## begin Records provided

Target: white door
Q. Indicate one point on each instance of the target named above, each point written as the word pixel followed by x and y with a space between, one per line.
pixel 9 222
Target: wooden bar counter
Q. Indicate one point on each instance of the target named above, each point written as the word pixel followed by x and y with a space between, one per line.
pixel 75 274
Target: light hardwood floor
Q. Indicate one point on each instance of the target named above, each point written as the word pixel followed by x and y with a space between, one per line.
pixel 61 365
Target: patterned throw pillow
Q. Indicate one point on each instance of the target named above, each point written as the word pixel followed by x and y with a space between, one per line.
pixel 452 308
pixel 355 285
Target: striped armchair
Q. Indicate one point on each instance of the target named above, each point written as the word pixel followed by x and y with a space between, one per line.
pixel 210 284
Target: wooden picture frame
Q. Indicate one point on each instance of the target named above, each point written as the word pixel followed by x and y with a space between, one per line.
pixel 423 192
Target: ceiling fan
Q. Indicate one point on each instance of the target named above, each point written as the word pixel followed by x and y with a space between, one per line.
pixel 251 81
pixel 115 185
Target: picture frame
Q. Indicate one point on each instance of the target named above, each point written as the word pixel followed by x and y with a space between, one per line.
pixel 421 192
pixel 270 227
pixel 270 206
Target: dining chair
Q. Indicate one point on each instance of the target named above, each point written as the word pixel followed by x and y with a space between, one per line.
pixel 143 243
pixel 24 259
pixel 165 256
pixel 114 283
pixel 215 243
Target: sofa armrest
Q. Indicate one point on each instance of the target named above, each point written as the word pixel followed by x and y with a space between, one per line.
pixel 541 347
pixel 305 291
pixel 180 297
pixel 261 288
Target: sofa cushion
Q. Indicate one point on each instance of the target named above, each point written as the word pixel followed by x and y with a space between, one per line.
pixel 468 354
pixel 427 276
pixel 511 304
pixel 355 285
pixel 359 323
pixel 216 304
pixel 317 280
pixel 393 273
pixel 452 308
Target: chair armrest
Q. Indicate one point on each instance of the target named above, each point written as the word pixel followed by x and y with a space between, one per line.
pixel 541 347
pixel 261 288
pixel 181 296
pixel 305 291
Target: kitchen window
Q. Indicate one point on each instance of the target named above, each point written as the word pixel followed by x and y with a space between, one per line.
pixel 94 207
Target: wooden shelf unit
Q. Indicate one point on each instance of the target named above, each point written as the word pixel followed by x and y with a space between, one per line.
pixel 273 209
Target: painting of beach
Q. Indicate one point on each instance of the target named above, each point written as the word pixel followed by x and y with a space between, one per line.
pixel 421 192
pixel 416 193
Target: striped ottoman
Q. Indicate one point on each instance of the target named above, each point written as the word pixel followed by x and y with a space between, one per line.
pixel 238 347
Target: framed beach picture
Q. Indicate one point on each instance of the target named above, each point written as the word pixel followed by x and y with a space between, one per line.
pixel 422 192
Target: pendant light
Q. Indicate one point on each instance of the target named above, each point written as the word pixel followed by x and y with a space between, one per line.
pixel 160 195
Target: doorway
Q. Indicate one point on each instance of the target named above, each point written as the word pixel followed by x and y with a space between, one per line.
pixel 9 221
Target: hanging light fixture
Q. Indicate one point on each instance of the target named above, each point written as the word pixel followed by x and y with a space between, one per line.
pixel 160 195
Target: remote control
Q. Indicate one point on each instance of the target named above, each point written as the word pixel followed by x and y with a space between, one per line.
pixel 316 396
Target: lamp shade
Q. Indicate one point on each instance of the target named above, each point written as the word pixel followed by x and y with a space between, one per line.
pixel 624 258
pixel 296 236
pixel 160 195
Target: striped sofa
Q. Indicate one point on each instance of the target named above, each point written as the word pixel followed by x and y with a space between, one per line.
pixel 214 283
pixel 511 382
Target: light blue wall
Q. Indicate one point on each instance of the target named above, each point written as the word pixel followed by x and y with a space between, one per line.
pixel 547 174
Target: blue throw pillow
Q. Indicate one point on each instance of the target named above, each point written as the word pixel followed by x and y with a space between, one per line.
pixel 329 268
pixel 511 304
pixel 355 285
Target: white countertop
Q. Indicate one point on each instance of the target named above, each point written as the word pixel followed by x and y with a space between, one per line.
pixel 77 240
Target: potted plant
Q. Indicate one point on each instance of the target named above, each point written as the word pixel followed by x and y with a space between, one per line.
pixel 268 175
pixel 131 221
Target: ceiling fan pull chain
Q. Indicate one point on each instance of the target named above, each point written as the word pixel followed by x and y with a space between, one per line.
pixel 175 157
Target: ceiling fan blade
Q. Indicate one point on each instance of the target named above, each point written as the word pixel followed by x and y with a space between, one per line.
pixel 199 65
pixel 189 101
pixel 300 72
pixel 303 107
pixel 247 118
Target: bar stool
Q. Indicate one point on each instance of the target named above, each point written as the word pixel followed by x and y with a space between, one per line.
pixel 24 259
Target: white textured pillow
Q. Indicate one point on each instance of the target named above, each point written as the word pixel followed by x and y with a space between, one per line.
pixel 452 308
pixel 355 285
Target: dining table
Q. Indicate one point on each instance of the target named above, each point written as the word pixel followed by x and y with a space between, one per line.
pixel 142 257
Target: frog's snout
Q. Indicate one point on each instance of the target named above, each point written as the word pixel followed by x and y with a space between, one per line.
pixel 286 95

## end Records provided

Problem. Reproduce every line above without error.

Output below.
Target: white door
Q. Indicate one point on each instance of the target named above, each point written as the word pixel followed by x and y with a space between, one per line.
pixel 9 222
Target: wooden bar counter
Q. Indicate one point on each instance of the target named above, each point written as the word pixel followed by x and y with a space between, one per line.
pixel 75 274
Target: light hardwood floor
Q. Indicate one point on each instance of the target named above, each point written as the word pixel followed by x and y with a space between, one per line.
pixel 61 365
Target: patterned throw pillow
Q. Indicate one point on each instance of the target named above, each point written as the word pixel followed by x and y with a space between, one per line.
pixel 452 308
pixel 355 285
Target: striped armchair
Q. Indicate one point on each instance of the target named above, each point written as the word pixel followed by x and y with a space between, one per line.
pixel 210 284
Target: wooden picture frame
Q. Indicate one point on each instance of the target named above, each point written as the word pixel followed by x and y with a space between, one per line.
pixel 423 192
Target: ceiling fan
Q. Indicate one point on each instance of the target named above, each point written as the word pixel followed by x and y with a space between, one per line.
pixel 251 81
pixel 115 185
Target: picture frame
Q. Indicate one point on each instance of the target named above, each point written as the word pixel followed by x and y with a space between, one per line.
pixel 421 192
pixel 270 227
pixel 270 206
Target: dining chair
Q. Indicate one point on each instance of the target named above, each point written as the word pixel followed by x and y with a space between, one per line.
pixel 143 243
pixel 24 259
pixel 165 256
pixel 114 283
pixel 215 243
Target: sofa armrest
Q. Indicate one point on each instance of the target named above, each point written as the word pixel followed by x and y with a space between, one per line.
pixel 541 347
pixel 305 291
pixel 180 297
pixel 261 288
Target: sofa cushion
Q. Indicate one point on each instance of the target named above, each point written as the word pixel followed by x and y with a space between, one per line.
pixel 468 354
pixel 427 276
pixel 511 304
pixel 355 285
pixel 359 323
pixel 216 304
pixel 317 280
pixel 393 273
pixel 452 308
Target: chair armrest
Q. Indicate one point on each instance of the target named above, each point written as the word pixel followed by x and y with a space between, one per line.
pixel 541 347
pixel 261 288
pixel 181 296
pixel 305 291
Target: kitchen window
Q. Indicate one point on each instance of the target named above, each point written as the word pixel followed by x and y with a space between, one per line.
pixel 94 207
Target: wooden shelf unit
Q. Indicate one point on each instance of the target named above, each point written as the word pixel followed by x and y with a space between, one per line.
pixel 273 209
Target: painting of beach
Q. Indicate one point on each instance of the target named above, each point written as the word pixel followed by x and y with a space between, one per line.
pixel 421 192
pixel 416 193
Target: striped ottoman
Q. Indicate one point on each instance of the target named above, each point written as the word pixel followed by x and y with a space between, one per line.
pixel 238 347
Target: framed beach picture
Q. Indicate one point on each instance of the target named above, each point written as the word pixel followed by x and y with a space between, one per line.
pixel 422 192
Target: pendant light
Q. Indicate one point on each instance of the target named above, each point written as the word pixel followed by x and y with a space between, one per line.
pixel 160 195
Target: doorway
Q. Indicate one point on each instance of the target named above, each point written as the word pixel followed by x and y with a space between, one per line.
pixel 9 221
Target: hanging light fixture
Q. Indicate one point on each instance of the target named above, each point written as the word pixel followed by x and y with a space between, one per line.
pixel 160 195
Target: remote control
Q. Indicate one point on each instance of the target named above, each point written as the word pixel followed by x and y with a space between, one per line.
pixel 316 396
Target: lamp shade
Q. Indicate one point on each instance of the target named above, each point written as the word pixel followed by x and y with a space between, one per line.
pixel 624 258
pixel 296 236
pixel 160 195
Target: striped sofa
Q. Indicate one point on each instance of the target named above, each point written as the word pixel followed by x and y with a space between, one per line.
pixel 214 283
pixel 511 382
Target: light blue wall
Q. Indicate one point on each instance of the target named above, each point written as the word pixel followed by x and y with a space between, one per line.
pixel 547 174
Target: blue throw pillow
Q. Indicate one point on each instance of the target named above, each point written as the word pixel followed by x and y with a space between, one per line.
pixel 329 268
pixel 511 304
pixel 355 285
Target: white countertop
Q. Indicate one point on each instance of the target named above, each point written as the word pixel followed by x and y with a space between, one per line.
pixel 77 240
Target: potted plant
Q. Indicate one point on each instance of the target named above, each point written as the word pixel followed by x and y with a space between, one per line.
pixel 268 175
pixel 131 221
Target: ceiling fan pull chain
Q. Indicate one point on each instance of the target named above, each point written as the word pixel followed by x and y with a space between, one per line.
pixel 175 157
Target: ceiling fan blade
Q. Indicate one point on each instance of the target named above, each point written as the word pixel followed by x and y with a space between, one per line.
pixel 199 65
pixel 189 101
pixel 300 72
pixel 303 107
pixel 247 118
Target: bar stool
Q. Indicate one point on each instance of the target named above, each point written as the word pixel followed by x and y with a space between, one per line.
pixel 24 259
Target: white textured pillow
Q. Indicate one point on each instance of the target named above, each point written as the word pixel followed by x and y with a space between, one per line.
pixel 452 308
pixel 355 285
Target: dining table
Q. Indicate one point on each instance of the target named above, each point written as the word pixel followed by x and y with a space between, one per line.
pixel 142 257
Target: frog's snout
Q. Indicate one point on each instance of the target named above, each point written as the word pixel followed by x and y with a space between, one per line.
pixel 286 95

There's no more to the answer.